#### What is expected
Nothing in the records should be left out; transcribe them exactly.

#### Dataset excerpts
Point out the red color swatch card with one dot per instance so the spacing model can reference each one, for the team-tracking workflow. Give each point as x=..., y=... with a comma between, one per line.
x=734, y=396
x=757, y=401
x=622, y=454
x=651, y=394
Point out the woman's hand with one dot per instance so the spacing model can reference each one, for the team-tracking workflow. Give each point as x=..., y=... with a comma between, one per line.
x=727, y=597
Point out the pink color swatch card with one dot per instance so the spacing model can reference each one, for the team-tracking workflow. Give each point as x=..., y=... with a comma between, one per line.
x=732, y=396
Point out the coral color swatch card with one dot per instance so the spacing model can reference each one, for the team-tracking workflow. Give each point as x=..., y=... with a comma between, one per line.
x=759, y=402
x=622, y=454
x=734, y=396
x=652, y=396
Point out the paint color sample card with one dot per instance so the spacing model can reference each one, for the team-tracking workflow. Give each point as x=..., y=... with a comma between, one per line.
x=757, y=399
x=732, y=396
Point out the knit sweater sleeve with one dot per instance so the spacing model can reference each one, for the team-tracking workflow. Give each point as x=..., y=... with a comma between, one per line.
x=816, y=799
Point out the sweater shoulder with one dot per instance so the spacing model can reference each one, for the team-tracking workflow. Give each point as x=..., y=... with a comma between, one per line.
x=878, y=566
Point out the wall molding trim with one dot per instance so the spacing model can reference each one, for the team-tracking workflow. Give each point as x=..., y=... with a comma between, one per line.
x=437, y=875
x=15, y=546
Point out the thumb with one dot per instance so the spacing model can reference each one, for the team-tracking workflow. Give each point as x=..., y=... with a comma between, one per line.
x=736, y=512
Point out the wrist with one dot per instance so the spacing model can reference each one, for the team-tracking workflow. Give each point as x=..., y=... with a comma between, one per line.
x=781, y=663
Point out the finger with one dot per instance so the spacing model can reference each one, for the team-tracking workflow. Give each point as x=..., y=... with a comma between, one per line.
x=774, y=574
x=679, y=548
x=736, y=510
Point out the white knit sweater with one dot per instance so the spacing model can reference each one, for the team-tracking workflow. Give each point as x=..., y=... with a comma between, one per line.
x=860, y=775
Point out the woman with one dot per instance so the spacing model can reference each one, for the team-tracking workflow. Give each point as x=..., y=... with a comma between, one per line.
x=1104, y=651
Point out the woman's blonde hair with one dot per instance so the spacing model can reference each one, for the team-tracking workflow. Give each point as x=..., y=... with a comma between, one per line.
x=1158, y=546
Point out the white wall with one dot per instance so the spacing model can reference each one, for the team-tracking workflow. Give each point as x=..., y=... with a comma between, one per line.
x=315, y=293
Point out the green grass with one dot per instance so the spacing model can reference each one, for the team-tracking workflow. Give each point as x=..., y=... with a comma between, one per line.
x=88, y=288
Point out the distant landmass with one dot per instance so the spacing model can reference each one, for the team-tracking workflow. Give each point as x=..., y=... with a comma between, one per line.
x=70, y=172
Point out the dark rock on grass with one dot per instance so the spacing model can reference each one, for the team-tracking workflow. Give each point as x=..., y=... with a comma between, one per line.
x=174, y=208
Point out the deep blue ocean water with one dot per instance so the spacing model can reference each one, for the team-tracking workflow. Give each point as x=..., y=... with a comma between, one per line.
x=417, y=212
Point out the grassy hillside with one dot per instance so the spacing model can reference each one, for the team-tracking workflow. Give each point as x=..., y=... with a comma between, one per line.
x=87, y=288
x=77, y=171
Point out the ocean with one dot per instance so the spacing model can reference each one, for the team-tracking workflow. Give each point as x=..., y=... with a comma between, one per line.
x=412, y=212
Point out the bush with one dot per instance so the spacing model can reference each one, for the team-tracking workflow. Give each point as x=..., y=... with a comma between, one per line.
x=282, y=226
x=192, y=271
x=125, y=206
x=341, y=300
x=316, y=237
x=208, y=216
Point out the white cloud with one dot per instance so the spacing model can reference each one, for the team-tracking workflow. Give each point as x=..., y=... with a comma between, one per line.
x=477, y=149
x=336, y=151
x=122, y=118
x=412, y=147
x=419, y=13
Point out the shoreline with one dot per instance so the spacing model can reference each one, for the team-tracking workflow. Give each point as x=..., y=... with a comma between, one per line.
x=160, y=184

#### Response area
Point out the red color swatch card with one dot per instance so the spacing model can reference each one, for the team-tracking workflow. Give each point as x=..., y=... with a comma between, one per line.
x=734, y=396
x=757, y=401
x=622, y=454
x=651, y=394
Point out the woman's hand with one dot per instance so the spacing model can reference each one, for the team-tracking workflow. Give each point as x=..., y=... with a comma between, one per line.
x=727, y=597
Point out the pink color swatch card with one dot per instance so the spacing model can reference each one, for the team-tracking workflow. Give each point as x=..., y=... with a comma between, one per line.
x=732, y=396
Point out the coral color swatch card with one dot per instance so the spacing model can reference each one, for the team-tracking workflow. Give each point as x=..., y=... with a comma between, one per line.
x=759, y=402
x=622, y=454
x=734, y=396
x=652, y=396
Point out the paint color sample card with one dot per instance so the spacing model can reference each one, for the team-tracking workflow. Give each point as x=..., y=... with a comma between, one per line.
x=757, y=399
x=732, y=396
Point out the knit sweater sleeve with one dot per instance so the spacing model can reference each one, for the team-tracking workflow. Give each point as x=..., y=... with a comma between, one per line.
x=816, y=799
Point out the sweater shoulder with one dot per instance so the spacing model can reference each one, for the team-tracking workflow. Give each point as x=..., y=... with a comma between, one per line.
x=878, y=566
Point out the wall molding trim with one dot per instance so the spacing model can reference each one, for the team-tracking workflow. Give each point as x=..., y=... with a comma between, one per line.
x=437, y=875
x=15, y=546
Point out the thumb with one dot per instance so the spacing model can reference each one, for the team-tracking workflow. Give each point as x=..., y=... with a comma between, one per line.
x=736, y=512
Point out the wrist with one dot per instance so the spacing model can reference each one, for the team-tracking workflow. Give each point as x=..., y=... with a comma between, one per line.
x=781, y=663
Point out the finger with one dot per instance so the spacing model can reference each one, for the team-tracking workflow. Give each point as x=..., y=... with a comma between, one per line.
x=774, y=574
x=679, y=548
x=736, y=510
Point out the white knit sweater with one dot per instance so the spacing model can reference each one, for the team-tracking workflow. Give each point as x=..., y=... with a comma between, one per line.
x=860, y=775
Point out the woman with one dot per instance so the spacing model can reference each one, for the team-tracking workflow. Give each point as x=..., y=... with a comma between, one per line.
x=1104, y=651
Point out the woman's blonde hair with one dot per instance so the spacing model can reference each one, for the team-tracking workflow. Give each point as x=..., y=... with a comma between, one per line.
x=1158, y=546
Point out the white wall with one dot per instance so the spacing model can reference each one, for the team-tracking workflow. Give each point as x=..., y=... with a comma between, one per line.
x=315, y=293
Point out the green grass with one dot per instance so the spacing model can reference each one, for the team-tracking workflow. Give each point as x=..., y=... with a comma between, one per line.
x=88, y=288
Point out the distant landmass with one dot per instance so the spacing model can reference each one, for the team-tracking workflow. Give each point as x=..., y=... with a comma between, one per line.
x=70, y=172
Point out the dark rock on grass with one dot per instance so the spacing model can reference each one, for the team-tracking workflow. Give each point as x=..., y=... with a comma between, one per line.
x=174, y=208
Point out the deep blue ocean water with one dot per instance so the spacing model can reference each one, for the team-tracking workflow. Give each point as x=..., y=... with a comma between, one per line.
x=417, y=212
Point out the grassy hillside with one dot per instance so the spacing model can reference each one, for the team-tracking workflow. Give each point as x=..., y=... with a comma between, one per line.
x=87, y=288
x=77, y=171
Point out the ocean with one dot per instance so the spacing model can reference each one, for the team-tracking workflow. Give each point as x=..., y=... with a comma between, one per line.
x=412, y=212
Point out the bush with one dot per instance so the spacing model can reference each one, for the team-tracking workflow. Give each point as x=..., y=... with a comma between, one per line.
x=282, y=226
x=192, y=271
x=125, y=206
x=341, y=300
x=316, y=237
x=208, y=216
Point out the white cloud with one dot per instance so the spacing model can reference each one, for the team-tracking workflow. Give each point as x=..., y=... with a comma between, one per line.
x=477, y=149
x=336, y=151
x=122, y=118
x=412, y=147
x=419, y=13
Point out the shoreline with one dot per instance so the spacing model can reference each one, for the team-tracking workflow. Give each point as x=..., y=... with a comma between, one per line.
x=160, y=184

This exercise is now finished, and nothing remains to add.